**GIVEN EXERCISE:**
Show each line of the records below that contains the word "headscarf", copying every such line in full.

**RECORDS TO USE:**
_____
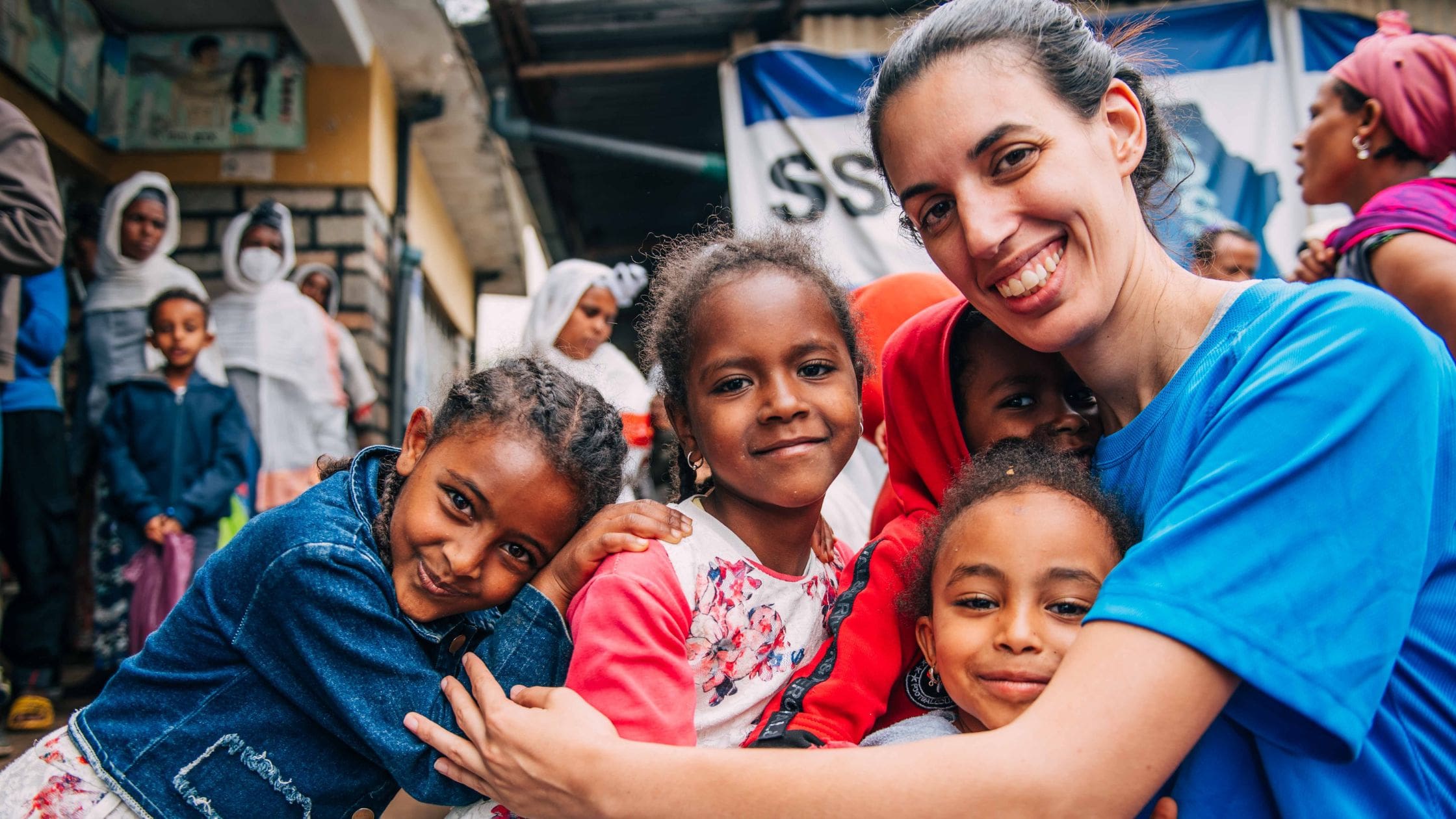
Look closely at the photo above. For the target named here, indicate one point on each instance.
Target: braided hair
_____
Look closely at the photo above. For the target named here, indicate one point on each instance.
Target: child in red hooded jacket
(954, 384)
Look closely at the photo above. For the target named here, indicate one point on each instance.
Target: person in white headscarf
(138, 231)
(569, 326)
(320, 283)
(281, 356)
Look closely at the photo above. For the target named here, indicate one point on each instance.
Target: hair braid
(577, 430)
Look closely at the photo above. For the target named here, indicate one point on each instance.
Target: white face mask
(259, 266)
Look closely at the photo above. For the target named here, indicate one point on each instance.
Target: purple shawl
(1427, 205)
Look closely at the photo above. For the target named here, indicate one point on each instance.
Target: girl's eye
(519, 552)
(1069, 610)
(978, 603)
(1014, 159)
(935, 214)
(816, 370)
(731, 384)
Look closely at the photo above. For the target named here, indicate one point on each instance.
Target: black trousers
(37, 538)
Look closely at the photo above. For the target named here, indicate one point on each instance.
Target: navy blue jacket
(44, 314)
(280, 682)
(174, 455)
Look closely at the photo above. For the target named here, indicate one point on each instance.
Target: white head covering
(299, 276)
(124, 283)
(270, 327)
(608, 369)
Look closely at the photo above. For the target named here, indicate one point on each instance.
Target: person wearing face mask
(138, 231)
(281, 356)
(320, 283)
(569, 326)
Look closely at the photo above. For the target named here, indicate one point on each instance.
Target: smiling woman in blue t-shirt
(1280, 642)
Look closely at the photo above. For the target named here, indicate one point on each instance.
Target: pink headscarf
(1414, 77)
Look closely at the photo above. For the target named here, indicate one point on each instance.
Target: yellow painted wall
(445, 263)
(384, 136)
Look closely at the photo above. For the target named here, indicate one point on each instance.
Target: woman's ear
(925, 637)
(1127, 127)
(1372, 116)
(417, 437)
_____
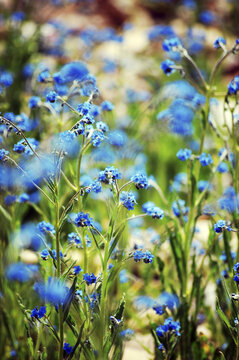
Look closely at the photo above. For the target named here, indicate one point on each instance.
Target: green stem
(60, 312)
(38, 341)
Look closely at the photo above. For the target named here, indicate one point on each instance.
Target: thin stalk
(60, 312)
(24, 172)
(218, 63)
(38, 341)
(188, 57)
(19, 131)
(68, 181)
_____
**FULL ANSWER:**
Target: person in white headscarf
Target: pink headscarf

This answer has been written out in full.